___ PROVIDED ENTRIES ___

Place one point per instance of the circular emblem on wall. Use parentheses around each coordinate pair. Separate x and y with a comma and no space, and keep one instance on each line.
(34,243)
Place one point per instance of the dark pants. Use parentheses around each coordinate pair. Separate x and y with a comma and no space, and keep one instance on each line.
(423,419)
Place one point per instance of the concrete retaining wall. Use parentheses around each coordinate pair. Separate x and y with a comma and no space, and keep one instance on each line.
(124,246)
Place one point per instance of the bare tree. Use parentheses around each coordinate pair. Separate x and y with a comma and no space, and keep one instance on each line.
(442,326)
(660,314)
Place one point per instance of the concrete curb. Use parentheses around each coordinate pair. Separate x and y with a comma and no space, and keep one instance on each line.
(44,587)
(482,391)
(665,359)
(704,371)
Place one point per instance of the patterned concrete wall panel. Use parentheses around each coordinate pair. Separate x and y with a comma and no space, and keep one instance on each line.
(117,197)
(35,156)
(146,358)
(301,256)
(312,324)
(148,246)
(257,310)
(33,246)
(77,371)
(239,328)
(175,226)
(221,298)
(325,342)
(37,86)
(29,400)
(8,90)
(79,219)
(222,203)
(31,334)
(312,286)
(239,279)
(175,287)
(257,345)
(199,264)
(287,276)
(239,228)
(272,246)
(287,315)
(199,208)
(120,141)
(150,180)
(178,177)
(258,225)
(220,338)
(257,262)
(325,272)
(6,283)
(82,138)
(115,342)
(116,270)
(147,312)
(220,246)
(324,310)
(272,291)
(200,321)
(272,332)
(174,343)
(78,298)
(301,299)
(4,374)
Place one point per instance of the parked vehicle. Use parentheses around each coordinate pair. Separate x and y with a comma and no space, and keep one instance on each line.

___

#### SET PROBLEM
Reproduce every one of the records above word for word, in the same order.

#### EXERCISE RESPONSE
Place one point per instance of the circular emblem on wall. Use parentheses around each coordinate pair. Separate x and y with a comma and no space, and keep one instance on each line.
(34,243)
Place one point per instance of the dark pants. Use parentheses around each coordinate pair. Separate x and y with a comma and no space, and keep one instance on each line.
(423,419)
Place one point per instance of the concrete retaining wall. Use parentheses around each coordinate pair. Separate x and y with a comma and no space, and keep one instance on each line.
(124,246)
Place one point per instance of the bare tree. Use parentheses around each coordinate pair. Separate x and y with a comma and no space, and keep one instance on each line.
(442,326)
(660,314)
Place one point per instance of the concrete curb. Use parentheses around each coordinate pair. Separate x and y with a comma and no space, and keep one instance on each line.
(44,587)
(482,391)
(665,359)
(704,371)
Place one point per instance of the patterned concrete wall panel. Use parentheses around each coordinate pair. Separate x and y with a comma and no space, and keep one instance on each line.
(117,197)
(35,156)
(146,358)
(301,256)
(312,324)
(148,246)
(257,310)
(33,246)
(77,371)
(239,328)
(175,226)
(221,298)
(325,342)
(37,86)
(29,400)
(8,90)
(79,219)
(222,203)
(31,334)
(312,286)
(239,279)
(175,287)
(257,345)
(199,264)
(287,276)
(239,228)
(272,246)
(287,315)
(199,208)
(120,141)
(150,180)
(178,177)
(258,225)
(220,338)
(257,262)
(325,272)
(6,283)
(82,138)
(115,342)
(116,270)
(147,312)
(220,246)
(324,310)
(272,291)
(200,321)
(272,332)
(174,343)
(78,298)
(301,299)
(4,374)
Place one point per instance of the parked vehicle. Use parentheses around each coordinate pair. Separate x and y with a comma and no space, and keep one instance on each line.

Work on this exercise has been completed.